WRITTEN REQUEST: Write out, exactly as they appear, only the lines running from the line with "treeline, giving x and y for each instance?" to the final line of the listing; include both.

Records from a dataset
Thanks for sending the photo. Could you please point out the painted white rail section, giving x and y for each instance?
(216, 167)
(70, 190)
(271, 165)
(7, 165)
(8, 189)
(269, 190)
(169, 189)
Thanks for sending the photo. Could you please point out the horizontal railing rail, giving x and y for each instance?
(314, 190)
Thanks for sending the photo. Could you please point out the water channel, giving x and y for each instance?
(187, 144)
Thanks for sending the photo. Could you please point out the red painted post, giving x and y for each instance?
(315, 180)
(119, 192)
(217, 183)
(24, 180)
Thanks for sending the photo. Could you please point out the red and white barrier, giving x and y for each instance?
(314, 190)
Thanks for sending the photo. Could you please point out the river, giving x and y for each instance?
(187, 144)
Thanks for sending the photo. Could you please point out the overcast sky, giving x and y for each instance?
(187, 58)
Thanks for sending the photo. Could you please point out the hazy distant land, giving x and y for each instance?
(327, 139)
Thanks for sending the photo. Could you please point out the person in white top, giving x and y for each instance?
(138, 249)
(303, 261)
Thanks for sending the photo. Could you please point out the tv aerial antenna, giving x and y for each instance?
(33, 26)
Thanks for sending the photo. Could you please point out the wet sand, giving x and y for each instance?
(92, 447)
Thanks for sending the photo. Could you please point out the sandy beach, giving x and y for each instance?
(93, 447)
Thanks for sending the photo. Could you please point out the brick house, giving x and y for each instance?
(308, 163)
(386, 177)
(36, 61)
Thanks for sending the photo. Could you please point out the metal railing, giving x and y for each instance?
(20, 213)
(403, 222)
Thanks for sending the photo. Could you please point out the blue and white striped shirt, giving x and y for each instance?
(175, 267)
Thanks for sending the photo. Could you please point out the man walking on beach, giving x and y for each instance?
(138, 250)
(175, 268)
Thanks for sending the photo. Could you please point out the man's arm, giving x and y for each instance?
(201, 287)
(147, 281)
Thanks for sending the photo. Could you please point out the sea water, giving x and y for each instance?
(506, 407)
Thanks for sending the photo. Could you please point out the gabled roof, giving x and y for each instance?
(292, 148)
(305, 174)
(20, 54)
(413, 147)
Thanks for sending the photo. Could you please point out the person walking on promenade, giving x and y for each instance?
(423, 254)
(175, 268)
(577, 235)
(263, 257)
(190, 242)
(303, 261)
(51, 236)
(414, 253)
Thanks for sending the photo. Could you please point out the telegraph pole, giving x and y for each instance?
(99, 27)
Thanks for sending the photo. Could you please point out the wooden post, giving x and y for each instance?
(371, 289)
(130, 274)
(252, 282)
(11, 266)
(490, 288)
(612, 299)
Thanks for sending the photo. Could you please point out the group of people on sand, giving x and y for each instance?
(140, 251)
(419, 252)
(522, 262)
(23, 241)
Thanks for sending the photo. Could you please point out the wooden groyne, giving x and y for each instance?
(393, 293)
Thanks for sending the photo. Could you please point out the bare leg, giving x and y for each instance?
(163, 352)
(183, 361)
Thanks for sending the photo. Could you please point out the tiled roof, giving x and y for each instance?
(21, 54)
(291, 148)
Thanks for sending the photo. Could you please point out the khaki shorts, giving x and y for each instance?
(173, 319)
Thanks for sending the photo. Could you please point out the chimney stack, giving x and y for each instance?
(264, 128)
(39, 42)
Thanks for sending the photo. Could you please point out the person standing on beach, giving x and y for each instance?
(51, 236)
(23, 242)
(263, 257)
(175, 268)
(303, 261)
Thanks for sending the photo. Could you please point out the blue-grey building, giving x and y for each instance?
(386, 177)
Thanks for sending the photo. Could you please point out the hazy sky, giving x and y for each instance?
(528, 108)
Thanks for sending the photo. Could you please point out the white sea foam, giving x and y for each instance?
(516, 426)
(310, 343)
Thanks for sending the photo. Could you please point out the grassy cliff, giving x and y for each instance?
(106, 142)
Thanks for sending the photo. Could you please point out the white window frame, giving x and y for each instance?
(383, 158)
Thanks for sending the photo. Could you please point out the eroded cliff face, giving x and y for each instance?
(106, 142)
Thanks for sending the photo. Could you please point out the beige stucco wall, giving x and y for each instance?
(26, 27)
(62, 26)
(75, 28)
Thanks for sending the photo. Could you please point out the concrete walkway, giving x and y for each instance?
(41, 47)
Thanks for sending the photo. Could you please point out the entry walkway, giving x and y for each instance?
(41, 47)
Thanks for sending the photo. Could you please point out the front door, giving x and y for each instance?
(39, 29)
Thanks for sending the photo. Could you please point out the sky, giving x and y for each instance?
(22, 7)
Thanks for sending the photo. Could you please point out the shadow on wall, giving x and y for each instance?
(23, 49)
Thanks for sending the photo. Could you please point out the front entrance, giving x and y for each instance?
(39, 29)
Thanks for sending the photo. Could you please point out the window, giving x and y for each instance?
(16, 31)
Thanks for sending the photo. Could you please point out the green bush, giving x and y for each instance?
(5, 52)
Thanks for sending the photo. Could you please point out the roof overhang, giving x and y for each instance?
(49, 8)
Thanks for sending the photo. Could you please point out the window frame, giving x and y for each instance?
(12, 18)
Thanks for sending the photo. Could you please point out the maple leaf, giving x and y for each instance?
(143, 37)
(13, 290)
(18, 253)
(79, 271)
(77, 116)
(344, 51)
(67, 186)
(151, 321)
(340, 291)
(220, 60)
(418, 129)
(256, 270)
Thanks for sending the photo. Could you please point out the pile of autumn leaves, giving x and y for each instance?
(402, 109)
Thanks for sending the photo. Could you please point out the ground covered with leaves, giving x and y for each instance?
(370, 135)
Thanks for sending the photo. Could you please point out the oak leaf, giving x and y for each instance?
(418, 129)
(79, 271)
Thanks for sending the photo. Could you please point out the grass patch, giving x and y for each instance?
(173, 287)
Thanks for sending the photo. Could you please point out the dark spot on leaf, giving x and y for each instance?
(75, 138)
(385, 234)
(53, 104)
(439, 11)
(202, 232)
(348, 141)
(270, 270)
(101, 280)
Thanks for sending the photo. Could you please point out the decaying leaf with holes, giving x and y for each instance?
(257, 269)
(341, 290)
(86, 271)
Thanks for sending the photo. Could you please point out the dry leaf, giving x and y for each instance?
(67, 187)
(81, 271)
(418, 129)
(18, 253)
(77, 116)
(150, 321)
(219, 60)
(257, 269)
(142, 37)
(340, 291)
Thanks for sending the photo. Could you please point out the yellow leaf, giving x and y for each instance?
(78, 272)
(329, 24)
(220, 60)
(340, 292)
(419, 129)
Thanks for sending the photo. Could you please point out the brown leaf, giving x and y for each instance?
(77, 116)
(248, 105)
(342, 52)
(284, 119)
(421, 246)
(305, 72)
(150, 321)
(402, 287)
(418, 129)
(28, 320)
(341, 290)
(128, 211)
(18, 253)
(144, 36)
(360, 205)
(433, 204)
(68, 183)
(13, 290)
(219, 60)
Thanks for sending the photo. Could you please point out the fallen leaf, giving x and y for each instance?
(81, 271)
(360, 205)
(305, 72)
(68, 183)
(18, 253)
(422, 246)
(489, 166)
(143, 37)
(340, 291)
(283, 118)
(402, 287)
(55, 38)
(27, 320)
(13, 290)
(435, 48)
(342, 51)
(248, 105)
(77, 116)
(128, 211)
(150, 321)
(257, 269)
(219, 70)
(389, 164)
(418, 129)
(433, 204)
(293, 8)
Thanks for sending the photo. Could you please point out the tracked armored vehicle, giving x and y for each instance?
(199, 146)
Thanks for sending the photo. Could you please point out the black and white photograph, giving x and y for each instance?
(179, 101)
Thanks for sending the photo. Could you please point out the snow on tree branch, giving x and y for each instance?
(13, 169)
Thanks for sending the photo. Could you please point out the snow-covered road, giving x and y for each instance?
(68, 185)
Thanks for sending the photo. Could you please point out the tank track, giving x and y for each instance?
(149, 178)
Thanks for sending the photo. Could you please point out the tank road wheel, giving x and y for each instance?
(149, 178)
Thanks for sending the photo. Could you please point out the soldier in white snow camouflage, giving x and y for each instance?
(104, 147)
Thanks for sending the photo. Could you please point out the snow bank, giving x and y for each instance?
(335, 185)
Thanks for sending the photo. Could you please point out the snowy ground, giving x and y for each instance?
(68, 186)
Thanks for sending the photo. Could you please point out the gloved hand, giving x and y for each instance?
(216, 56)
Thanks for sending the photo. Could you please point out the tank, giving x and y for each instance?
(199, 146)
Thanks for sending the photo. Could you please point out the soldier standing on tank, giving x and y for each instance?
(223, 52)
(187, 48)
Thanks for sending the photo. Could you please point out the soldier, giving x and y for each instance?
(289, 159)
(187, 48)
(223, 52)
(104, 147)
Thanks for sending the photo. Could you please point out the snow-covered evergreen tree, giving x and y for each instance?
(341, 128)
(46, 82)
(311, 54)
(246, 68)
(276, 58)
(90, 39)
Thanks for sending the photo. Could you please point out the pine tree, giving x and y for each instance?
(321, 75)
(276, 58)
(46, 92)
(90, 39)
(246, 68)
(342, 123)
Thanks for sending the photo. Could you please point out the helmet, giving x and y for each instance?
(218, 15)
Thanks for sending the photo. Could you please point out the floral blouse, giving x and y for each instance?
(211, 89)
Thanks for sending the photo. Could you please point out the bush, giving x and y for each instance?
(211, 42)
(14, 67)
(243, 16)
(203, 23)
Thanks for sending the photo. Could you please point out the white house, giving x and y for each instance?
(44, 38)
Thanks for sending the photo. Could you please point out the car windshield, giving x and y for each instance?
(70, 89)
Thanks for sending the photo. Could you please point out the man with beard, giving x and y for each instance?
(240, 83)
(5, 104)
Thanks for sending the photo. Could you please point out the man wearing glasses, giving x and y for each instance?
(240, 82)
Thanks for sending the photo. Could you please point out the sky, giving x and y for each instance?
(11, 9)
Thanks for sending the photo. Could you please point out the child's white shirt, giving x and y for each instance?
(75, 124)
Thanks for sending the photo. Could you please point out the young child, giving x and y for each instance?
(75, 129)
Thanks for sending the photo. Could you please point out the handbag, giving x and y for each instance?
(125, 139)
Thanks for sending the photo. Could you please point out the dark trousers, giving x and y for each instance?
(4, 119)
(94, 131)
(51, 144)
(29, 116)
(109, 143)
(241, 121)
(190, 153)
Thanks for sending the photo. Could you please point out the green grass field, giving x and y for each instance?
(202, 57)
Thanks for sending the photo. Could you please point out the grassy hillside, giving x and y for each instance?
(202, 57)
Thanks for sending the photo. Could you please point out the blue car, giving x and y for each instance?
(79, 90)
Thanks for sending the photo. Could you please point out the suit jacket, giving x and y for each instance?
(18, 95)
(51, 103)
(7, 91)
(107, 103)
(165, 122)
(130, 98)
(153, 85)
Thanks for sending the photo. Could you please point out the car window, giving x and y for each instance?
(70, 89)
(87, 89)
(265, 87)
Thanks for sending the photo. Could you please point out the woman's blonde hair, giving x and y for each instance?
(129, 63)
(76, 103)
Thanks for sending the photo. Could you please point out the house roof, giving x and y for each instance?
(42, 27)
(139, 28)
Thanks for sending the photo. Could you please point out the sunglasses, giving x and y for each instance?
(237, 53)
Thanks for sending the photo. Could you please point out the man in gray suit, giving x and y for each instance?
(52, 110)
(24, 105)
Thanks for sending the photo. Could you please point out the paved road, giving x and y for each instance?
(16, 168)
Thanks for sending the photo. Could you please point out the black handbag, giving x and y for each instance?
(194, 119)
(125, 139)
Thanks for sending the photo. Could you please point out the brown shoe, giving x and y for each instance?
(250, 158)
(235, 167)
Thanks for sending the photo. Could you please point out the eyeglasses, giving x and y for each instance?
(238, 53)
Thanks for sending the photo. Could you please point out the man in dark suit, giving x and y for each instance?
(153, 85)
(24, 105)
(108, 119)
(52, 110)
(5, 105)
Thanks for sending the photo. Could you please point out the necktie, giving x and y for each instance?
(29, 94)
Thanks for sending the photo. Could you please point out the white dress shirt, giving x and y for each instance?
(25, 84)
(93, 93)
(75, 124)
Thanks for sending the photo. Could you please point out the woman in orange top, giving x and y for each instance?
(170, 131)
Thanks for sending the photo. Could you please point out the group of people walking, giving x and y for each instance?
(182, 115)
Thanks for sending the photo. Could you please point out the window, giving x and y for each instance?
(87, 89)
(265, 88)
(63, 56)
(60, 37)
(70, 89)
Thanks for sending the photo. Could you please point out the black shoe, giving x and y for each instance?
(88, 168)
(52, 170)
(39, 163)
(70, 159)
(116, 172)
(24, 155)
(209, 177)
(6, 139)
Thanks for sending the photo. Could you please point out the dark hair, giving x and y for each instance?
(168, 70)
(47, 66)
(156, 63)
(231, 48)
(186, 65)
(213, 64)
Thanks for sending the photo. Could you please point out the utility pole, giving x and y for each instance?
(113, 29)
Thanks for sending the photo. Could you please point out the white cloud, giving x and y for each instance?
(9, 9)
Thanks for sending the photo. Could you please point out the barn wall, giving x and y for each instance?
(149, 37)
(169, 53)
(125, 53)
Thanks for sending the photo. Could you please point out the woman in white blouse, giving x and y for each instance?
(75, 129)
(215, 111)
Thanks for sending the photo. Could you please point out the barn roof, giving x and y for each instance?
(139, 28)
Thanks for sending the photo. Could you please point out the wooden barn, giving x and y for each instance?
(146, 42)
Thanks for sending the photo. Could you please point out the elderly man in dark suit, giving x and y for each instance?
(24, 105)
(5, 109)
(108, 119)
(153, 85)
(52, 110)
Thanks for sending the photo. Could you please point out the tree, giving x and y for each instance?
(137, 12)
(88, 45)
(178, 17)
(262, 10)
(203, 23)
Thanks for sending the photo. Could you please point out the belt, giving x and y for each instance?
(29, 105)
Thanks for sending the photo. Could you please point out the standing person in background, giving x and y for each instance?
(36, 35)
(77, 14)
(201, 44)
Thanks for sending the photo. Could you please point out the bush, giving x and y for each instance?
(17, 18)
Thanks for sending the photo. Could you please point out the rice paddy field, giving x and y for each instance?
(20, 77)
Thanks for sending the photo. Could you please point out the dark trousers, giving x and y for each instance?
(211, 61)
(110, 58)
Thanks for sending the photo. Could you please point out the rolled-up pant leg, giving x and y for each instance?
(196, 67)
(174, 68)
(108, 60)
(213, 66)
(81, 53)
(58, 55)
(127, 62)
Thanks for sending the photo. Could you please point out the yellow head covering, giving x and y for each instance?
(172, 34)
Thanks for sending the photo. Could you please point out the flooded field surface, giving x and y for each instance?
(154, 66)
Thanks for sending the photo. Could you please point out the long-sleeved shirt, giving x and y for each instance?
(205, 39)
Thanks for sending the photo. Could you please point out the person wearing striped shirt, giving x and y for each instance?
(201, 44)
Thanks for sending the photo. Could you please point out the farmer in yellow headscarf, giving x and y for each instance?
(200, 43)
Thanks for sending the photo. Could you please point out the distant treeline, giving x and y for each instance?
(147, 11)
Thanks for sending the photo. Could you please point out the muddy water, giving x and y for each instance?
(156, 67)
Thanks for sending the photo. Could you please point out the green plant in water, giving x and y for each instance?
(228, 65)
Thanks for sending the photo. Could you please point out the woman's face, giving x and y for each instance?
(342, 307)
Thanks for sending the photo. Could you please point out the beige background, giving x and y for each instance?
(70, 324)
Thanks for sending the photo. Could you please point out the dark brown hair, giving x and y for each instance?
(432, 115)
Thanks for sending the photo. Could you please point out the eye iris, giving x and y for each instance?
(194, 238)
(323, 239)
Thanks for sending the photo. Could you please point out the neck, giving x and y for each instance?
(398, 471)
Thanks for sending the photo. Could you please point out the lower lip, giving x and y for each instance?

SOLUTION FOR THIS TASK:
Thanks for sending the photo. Could you please point out the distant treeline, giving x and y for each instance?
(147, 11)
Thanks for sending the photo. Could you please point out the muddy water, giving x and y for each instance?
(156, 67)
Thanks for sending the photo. Could you please point out the green plant in water, giving x and y for each instance?
(228, 65)
Thanks for sending the photo. Could you please point out the woman's face, giving x and y for each instance?
(342, 307)
Thanks for sending the photo. Could you please point out the beige background, giving x and y for each instance?
(70, 324)
Thanks for sending the photo. Could you please point out the dark brown hair, giving x and y for each instance?
(432, 115)
Thanks for sending the photo. Could you please point out the eye iris, giving x and y for each instance?
(194, 238)
(323, 239)
Thanks for sending the photo. Could you please point out the neck, giving x and y for each instance?
(398, 471)
Thanks for sending the photo. Could you please point out the lower lip, giving x and y for each instance?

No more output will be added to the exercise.